▶ **EXERCISE INPUT**
(begin)
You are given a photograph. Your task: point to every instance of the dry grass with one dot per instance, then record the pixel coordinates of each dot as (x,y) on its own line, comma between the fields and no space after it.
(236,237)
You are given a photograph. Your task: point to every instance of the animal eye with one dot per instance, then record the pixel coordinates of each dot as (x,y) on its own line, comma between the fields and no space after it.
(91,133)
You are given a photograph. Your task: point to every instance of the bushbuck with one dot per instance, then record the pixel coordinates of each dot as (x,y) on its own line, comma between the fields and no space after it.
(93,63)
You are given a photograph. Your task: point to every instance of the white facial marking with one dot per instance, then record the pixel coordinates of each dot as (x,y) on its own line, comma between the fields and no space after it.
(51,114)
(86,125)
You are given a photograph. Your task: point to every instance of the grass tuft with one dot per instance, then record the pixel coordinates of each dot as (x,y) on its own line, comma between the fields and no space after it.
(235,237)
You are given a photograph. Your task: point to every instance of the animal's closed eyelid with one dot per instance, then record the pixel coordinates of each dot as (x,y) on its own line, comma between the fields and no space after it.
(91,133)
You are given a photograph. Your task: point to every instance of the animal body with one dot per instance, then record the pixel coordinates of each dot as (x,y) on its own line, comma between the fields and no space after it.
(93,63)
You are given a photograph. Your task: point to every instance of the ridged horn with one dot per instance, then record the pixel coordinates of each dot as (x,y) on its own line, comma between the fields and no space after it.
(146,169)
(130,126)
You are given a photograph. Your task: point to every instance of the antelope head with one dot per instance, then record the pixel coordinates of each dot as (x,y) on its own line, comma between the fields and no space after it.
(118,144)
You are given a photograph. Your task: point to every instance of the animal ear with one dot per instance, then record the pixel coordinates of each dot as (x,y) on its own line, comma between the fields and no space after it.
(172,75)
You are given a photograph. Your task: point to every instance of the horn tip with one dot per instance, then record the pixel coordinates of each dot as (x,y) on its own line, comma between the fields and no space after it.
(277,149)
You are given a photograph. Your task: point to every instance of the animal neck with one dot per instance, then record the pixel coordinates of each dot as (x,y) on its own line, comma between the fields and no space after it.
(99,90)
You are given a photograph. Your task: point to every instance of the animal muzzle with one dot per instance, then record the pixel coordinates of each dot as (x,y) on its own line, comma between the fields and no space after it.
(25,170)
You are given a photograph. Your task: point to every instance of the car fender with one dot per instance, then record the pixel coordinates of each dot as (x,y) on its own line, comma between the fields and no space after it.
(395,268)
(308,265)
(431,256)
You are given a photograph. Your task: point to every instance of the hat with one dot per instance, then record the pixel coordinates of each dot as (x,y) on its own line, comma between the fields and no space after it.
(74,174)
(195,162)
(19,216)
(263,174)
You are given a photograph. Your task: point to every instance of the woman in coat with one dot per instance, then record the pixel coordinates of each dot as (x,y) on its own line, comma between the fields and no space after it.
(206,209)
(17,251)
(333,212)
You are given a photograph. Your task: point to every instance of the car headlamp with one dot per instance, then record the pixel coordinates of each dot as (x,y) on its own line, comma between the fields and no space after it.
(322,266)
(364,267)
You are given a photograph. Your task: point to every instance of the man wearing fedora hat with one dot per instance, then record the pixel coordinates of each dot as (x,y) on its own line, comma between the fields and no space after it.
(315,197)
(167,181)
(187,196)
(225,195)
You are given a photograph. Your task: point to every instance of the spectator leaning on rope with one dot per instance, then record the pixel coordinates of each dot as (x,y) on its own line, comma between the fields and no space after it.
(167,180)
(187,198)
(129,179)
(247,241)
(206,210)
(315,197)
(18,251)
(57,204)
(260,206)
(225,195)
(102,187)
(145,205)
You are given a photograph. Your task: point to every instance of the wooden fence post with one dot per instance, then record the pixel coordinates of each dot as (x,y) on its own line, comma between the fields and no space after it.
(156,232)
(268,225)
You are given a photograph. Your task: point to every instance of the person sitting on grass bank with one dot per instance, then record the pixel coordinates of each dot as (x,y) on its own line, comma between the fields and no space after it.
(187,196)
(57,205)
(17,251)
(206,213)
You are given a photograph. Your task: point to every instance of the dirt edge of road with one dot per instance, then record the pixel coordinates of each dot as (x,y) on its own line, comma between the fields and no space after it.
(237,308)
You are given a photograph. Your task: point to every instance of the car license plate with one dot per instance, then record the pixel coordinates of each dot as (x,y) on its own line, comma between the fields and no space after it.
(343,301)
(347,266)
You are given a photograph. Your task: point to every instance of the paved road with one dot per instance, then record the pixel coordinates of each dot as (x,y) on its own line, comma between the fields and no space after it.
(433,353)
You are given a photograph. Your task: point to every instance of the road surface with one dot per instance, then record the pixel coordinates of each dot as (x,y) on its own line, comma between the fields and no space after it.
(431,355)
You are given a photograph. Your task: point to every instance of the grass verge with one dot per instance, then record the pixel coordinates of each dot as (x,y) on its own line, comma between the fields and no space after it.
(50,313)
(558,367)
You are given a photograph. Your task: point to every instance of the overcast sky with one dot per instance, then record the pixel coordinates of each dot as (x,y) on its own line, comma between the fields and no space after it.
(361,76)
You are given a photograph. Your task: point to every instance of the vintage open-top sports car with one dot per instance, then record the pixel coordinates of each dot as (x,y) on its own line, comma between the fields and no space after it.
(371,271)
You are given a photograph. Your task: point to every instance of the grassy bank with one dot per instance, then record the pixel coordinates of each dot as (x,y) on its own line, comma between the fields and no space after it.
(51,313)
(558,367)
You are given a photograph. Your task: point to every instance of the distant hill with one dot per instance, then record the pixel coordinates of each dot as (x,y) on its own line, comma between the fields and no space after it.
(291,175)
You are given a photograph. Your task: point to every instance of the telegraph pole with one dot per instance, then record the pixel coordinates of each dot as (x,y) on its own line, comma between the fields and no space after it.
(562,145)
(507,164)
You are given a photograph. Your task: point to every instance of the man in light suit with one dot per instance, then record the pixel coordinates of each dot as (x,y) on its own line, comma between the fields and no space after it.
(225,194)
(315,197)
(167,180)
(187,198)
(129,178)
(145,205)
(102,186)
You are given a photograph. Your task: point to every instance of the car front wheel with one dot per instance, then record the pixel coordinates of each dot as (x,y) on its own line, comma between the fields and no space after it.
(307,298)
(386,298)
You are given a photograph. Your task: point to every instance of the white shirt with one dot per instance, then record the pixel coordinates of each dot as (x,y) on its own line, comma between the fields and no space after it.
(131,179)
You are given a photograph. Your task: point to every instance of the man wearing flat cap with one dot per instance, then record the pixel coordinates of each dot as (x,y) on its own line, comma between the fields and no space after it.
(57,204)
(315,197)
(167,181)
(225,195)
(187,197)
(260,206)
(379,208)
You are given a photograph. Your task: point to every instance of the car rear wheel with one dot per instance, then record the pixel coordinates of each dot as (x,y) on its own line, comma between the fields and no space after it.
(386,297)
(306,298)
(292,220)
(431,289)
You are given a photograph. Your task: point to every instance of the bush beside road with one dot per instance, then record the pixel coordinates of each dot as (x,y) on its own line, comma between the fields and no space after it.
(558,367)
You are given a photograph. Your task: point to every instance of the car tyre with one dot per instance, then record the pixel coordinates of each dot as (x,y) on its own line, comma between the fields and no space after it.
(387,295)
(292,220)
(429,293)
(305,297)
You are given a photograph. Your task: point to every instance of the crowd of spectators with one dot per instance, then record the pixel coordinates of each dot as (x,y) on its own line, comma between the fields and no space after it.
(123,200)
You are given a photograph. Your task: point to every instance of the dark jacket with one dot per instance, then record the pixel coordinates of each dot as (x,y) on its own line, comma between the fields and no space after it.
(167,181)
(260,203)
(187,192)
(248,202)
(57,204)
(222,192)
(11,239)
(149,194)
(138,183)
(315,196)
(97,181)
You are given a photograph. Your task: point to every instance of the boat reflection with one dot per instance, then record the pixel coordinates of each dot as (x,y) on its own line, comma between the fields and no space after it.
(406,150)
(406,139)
(end)
▶ **WRITTEN TASK**
Arrange every line of the data above as a numbered list, leaving out any blank lines.

▶ **RESPONSE TO THIS EXERCISE**
1. You are given a photograph. Your task: point to every instance of the dry grass with one dot per instance, then record the pixel coordinates of each dot as (x,y) on its own line, comma between the fields and no space after it.
2. (236,237)
3. You are given a photograph. Your task: point to every instance of the animal eye with one dot per instance, then record the pixel coordinates of each dot as (x,y) on its own line, comma between the fields and no space after it.
4. (91,133)
5. You are given a photograph. Your task: point to every instance of the bushbuck with one dot per instance, then record the pixel coordinates of each dot as (x,y) on its own line, comma between the fields and no space after it.
6. (93,63)
7. You are given a photograph. Your task: point to every instance of the white facial marking with one dot per instance, then record the pixel coordinates of each dot as (x,y) on its own line, comma between the fields and no space after it.
8. (51,114)
9. (86,125)
10. You are given a photograph. Your task: point to every instance of the grass tuft with one dot per instance, then record the pixel coordinates of each dot as (x,y) on its own line, comma between the fields and no space after it.
11. (235,237)
12. You are given a photograph. Your task: point to every instance of the animal's closed eyelid with one dot per instance, then record the pixel coordinates of each dot as (x,y) on its own line, comma between the fields and no space after it.
13. (91,133)
14. You are given a photograph. Your task: point to every instance of the animal body with one dot per instance, then record the pixel coordinates of each dot as (x,y) on its own line, comma between the fields and no space after it.
15. (93,63)
16. You are given a photograph. Your task: point to every instance of the ridged horn with one dot per instance, then record the pixel coordinates of each dot as (x,y) on its own line, comma between the fields and no space after it.
17. (146,169)
18. (130,126)
19. You are given a photograph. Your task: point to every instance of the antelope head with one dot per instance, then record the pixel coordinates of each dot as (x,y) on its own line, comma between the fields and no space after it.
20. (118,144)
21. You are given a photograph. Your task: point to every instance of the animal ear with one dot per instance, then record the pixel coordinates of each dot as (x,y) on its own line, comma between the fields and no space after it.
22. (172,75)
23. You are given a photograph. Your task: point to every instance of the horn tip with one dot per instance, then record the pixel coordinates of each dot as (x,y) on its own line, comma between the fields and no space after it.
24. (277,149)
25. You are given a photograph. Your task: point to every instance of the animal neck with one dot per instance, then record the pixel coordinates of each dot as (x,y) on its own line, comma between the fields and no space after it.
26. (99,90)
27. You are given a photograph. Your task: point to every instance of the animal muzzle with one dot per instance, then record the pixel coordinates of each dot as (x,y) on its own line, comma between the fields and no space after it.
28. (25,170)
29. You are given a photograph. Your task: point to every instance of the car fender with one dot per instance, then record the pixel coordinates of each dot as (x,y) on its own line, comma between the fields and no space after it.
30. (395,268)
31. (308,265)
32. (431,256)
33. You are given a photograph. Your task: point to every instance of the hat with one dot per instance, then record the pixel coordinates of each dot as (x,y) on its own line, comma between the fields and no space after it.
34. (74,174)
35. (195,162)
36. (19,216)
37. (263,174)
38. You are given a photograph. Your task: point to every instance of the woman in coat with one dot per instance, then record the pixel coordinates of each dot as (x,y) on its own line, comma between the fields and no space after it.
39. (206,209)
40. (17,251)
41. (333,212)
42. You are given a photograph. Your task: point to every instance of the car headlamp with one dot per instance, then record the pixel coordinates of each dot as (x,y) on its own line, comma between the fields and no space after it.
43. (322,266)
44. (364,267)
45. You are given a photograph. Your task: point to every instance of the man wearing fedora hat with one dot per instance, then record the pixel coordinates of each dot as (x,y) on its own line, comma between the fields and no space after it.
46. (315,197)
47. (167,181)
48. (187,196)
49. (225,195)
50. You are given a photograph. Your task: point to every instance of the spectator leaning on rope with one dot per instance, then record the pixel coordinates of each dot as (x,y) on its own line, comma between the fields and no space after it.
51. (167,180)
52. (187,198)
53. (129,179)
54. (247,241)
55. (206,210)
56. (315,197)
57. (18,251)
58. (57,204)
59. (260,206)
60. (225,195)
61. (102,187)
62. (145,205)
63. You are given a photograph. Your task: point to every instance of the wooden fence post with one dot per instance, then record the pixel coordinates of each dot as (x,y) on its own line, comma between the fields and no space after it.
64. (156,232)
65. (268,225)
66. You are given a photograph. Your task: point to every instance of the person sitting on grass bank with one dot per instance, then record the pixel coordinates of each dot as (x,y) on its own line, comma between the fields and no space after it.
67. (187,196)
68. (57,205)
69. (17,251)
70. (206,213)
71. You are given a photograph. Your task: point to every instance of the dirt edge of road with one dot per instance, then record the pixel coordinates of each dot as (x,y) on its own line, comma between the fields and no space after it.
72. (237,308)
73. You are given a photograph. Your task: point to every instance of the car license plate with one dot per instance, then record the pixel coordinates of each dot as (x,y) on its own line, comma between the fields and no space after it.
74. (343,301)
75. (347,266)
76. You are given a photograph. Your task: point to every instance of the paved road with one dot per instance, then record the pixel coordinates of each dot as (x,y) on its own line, comma between the fields and no space after it.
77. (433,353)
78. You are given a photograph. Your task: point to every instance of the road surface with one dot per instance, then record the pixel coordinates of each dot as (x,y) on its own line, comma between the fields and no space after it.
79. (431,355)
80. You are given a photograph. Your task: point to every instance of the grass verge with one dot per instance, then record the pixel coordinates of each dot as (x,y) on its own line, comma between the fields and no space after it.
81. (50,313)
82. (558,367)
83. You are given a photograph. Your task: point to every instance of the overcast sky with one dot per instance, then record the pixel coordinates of each dot as (x,y) on its own line, comma between the fields and no space after it.
84. (361,76)
85. You are given a photograph. Your task: point to every instance of the vintage open-top sports car with one dot per instance, then record the pixel coordinates of each dot as (x,y) on its own line, comma between the fields and no space after it.
86. (371,271)
87. You are given a photograph. Your task: point to every instance of the grassy bank with one dot per instance, then record the pixel coordinates of each dot as (x,y) on its own line, comma between the fields and no space after it.
88. (51,313)
89. (558,367)
90. You are given a photograph. Your task: point to every instance of the distant hill with one dot per instance, then record the pixel coordinates of each dot as (x,y) on its own line, comma between the fields and no space after it.
91. (291,175)
92. You are given a photograph. Your task: point to every instance of the telegraph pole with one dot per instance, then record the pixel coordinates of each dot as (x,y) on its own line, comma between the fields and no space after it.
93. (562,145)
94. (507,164)
95. You are given a photograph. Your task: point to every instance of the man in light suit with one dot per instance, then record the pixel coordinates of each dot as (x,y) on its own line, comma between the fields and no space after it.
96. (225,194)
97. (315,197)
98. (167,180)
99. (187,198)
100. (129,178)
101. (145,205)
102. (102,186)
103. You are given a photograph. Your task: point to every instance of the car front wheel with one dot per instance, then record the pixel coordinates of each dot as (x,y) on its own line, comma between the fields and no space after it.
104. (307,298)
105. (386,298)
106. You are given a photograph. Your task: point to every instance of the white shirt with one dot per instance, then record the pixel coordinates of each dot as (x,y) on its own line, comma between the fields and no space after it.
107. (131,179)
108. You are given a photograph. Your task: point to every instance of the man wearing flat cap with one dot per instance, then record the pixel coordinates of each dot as (x,y) on its own line, comma between the fields and no space after it.
109. (57,204)
110. (315,197)
111. (167,181)
112. (225,195)
113. (187,197)
114. (260,206)
115. (379,208)
116. You are given a photograph. Your task: point to every instance of the car rear wheel with one dot per instance, then record the pixel coordinates of each dot as (x,y) on its own line, comma between the fields and no space after it.
117. (386,297)
118. (306,298)
119. (292,220)
120. (431,289)
121. You are given a photograph. Your task: point to every instance of the bush beside road with one dot per instance, then record the pixel coordinates of each dot as (x,y) on its own line, comma between the fields and no space after it.
122. (558,367)
123. You are given a photograph. Your task: point to every instance of the car tyre with one dot per instance, then record the pixel coordinates of each dot as (x,y) on its own line, comma between the fields and no space after it.
124. (387,295)
125. (292,220)
126. (429,293)
127. (305,297)
128. You are given a photograph. Your task: point to every instance of the crowd of spectators with one dot per instance, then record the pixel coordinates of each dot as (x,y) on its own line, comma between the fields and no space after it.
129. (123,200)
130. You are given a photograph. Your task: point to every instance of the dark jacket with one dot per instance, then record the pixel coordinates of each dot as (x,y) on its own line, comma between the fields and no space after it.
131. (167,181)
132. (260,203)
133. (187,192)
134. (248,202)
135. (57,204)
136. (222,192)
137. (11,239)
138. (149,194)
139. (138,183)
140. (315,196)
141. (97,181)
142. You are given a photograph. Your task: point to every instance of the boat reflection with one dot per instance, then record the pixel coordinates of each dot as (x,y) on its own line, comma between the fields and no space after it.
143. (406,150)
144. (406,139)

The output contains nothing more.